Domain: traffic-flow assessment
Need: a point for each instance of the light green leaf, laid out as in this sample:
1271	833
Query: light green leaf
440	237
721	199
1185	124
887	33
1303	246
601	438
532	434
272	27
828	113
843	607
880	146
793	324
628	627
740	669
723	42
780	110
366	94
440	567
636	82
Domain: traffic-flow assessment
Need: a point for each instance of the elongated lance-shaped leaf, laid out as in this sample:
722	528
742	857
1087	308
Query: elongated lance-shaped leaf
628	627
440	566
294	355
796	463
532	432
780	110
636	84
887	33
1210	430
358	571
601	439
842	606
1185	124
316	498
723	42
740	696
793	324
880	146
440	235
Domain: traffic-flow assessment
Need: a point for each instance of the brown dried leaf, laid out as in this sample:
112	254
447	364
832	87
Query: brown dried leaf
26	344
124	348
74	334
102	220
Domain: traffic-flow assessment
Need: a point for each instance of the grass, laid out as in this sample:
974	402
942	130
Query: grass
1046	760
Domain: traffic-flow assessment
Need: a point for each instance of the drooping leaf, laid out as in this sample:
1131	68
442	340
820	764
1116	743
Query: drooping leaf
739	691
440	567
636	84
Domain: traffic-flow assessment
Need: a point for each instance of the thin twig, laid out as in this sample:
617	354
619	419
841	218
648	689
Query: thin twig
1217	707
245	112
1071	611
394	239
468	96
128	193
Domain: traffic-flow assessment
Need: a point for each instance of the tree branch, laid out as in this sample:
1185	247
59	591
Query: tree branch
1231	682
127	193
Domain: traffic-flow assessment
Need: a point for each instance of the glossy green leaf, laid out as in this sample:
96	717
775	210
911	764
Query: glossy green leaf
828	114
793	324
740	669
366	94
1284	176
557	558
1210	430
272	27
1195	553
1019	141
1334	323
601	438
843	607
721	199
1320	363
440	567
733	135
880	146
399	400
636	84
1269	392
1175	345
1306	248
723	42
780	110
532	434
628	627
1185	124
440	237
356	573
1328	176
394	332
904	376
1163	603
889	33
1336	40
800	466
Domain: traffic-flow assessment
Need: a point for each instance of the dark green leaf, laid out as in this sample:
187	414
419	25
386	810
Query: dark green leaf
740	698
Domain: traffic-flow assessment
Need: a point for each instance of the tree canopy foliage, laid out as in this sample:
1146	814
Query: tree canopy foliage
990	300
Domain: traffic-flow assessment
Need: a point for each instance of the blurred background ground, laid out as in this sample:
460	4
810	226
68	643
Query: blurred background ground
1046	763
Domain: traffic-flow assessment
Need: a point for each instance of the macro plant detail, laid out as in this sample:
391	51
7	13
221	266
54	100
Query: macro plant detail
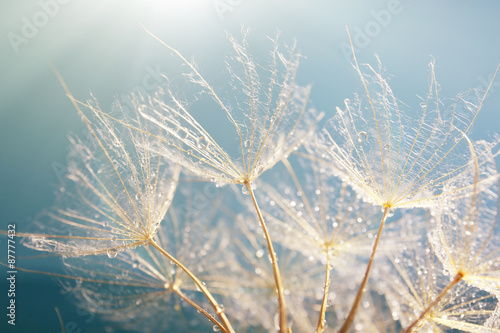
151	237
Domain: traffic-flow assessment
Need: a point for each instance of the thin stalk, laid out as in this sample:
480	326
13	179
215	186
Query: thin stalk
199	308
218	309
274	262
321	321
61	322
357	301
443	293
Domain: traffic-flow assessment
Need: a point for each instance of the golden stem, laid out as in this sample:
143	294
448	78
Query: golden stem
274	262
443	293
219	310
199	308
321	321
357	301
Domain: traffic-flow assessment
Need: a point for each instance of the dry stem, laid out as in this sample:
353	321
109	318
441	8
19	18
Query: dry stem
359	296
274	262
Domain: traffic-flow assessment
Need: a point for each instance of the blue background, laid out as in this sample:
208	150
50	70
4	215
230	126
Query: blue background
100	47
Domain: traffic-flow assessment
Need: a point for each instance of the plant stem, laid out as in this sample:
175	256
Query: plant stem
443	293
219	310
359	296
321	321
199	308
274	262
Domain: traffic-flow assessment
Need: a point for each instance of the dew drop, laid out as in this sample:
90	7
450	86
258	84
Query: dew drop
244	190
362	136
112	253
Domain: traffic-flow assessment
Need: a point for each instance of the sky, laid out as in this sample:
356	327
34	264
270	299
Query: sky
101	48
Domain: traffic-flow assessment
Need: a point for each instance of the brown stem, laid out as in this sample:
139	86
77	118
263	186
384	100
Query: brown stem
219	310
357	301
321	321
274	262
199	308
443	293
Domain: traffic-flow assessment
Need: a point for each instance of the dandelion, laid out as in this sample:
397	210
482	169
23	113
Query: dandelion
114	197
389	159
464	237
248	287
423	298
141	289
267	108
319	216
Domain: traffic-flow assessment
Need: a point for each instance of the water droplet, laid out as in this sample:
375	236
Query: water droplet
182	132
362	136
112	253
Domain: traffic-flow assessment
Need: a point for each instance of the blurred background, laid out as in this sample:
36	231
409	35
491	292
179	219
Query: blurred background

----

• **할 일**: 위 데이터에서 "tree"라는 단어가 들어 있는 줄을 모두 찾아 한 줄도 빠짐없이 옮겨 적으세요.

• **답변**:
Need: a point for each instance of the tree branch, laid out as in this sample:
Query: tree branch
Need: a point for each instance of the tree canopy foliage, laid out as in this sample:
Query: tree canopy foliage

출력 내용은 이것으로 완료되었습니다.